■ Exercise details
Among the lines of the material, copy those that hold the string "plastic".

■ Listed records
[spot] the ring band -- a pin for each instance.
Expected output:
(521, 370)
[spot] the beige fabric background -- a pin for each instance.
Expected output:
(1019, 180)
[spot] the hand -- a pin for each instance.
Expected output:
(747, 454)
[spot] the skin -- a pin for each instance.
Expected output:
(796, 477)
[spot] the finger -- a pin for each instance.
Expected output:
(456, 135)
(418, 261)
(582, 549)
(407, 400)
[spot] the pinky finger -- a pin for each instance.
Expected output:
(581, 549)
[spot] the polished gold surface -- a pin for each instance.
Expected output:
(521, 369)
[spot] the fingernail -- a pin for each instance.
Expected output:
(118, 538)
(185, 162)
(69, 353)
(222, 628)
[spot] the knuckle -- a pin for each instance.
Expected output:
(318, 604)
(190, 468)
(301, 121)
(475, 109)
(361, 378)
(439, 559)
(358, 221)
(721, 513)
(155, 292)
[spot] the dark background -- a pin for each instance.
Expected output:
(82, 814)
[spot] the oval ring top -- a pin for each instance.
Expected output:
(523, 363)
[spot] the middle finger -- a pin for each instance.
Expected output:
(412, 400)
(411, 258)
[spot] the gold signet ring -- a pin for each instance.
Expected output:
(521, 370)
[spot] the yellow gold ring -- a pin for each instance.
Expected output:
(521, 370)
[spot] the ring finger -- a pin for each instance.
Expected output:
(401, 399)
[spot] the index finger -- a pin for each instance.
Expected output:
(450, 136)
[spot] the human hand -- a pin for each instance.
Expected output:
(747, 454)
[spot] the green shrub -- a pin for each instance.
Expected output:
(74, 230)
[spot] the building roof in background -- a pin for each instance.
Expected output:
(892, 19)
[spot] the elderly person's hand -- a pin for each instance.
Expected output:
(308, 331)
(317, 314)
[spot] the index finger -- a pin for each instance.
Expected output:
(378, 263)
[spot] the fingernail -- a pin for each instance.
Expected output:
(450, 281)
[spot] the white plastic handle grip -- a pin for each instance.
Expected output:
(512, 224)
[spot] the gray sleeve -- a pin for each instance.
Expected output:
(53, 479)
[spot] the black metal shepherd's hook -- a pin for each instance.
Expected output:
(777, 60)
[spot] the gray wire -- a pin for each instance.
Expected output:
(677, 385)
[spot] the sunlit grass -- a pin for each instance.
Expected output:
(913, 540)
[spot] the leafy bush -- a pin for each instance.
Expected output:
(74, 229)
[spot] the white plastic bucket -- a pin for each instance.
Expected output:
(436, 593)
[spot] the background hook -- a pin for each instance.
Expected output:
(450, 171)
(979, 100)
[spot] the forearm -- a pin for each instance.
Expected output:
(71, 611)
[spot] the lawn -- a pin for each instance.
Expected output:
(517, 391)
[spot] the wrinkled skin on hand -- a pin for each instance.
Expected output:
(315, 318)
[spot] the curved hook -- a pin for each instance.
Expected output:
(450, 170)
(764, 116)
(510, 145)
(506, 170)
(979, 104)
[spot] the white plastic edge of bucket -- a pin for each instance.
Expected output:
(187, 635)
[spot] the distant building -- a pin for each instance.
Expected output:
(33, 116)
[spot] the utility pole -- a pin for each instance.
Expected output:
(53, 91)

■ Answer section
[spot] the white plastic handle grip -- a pin for each instance.
[spot] the white plastic bucket -- a pin for each instance.
[spot] the white plastic edge of bucket -- a pin for each instance.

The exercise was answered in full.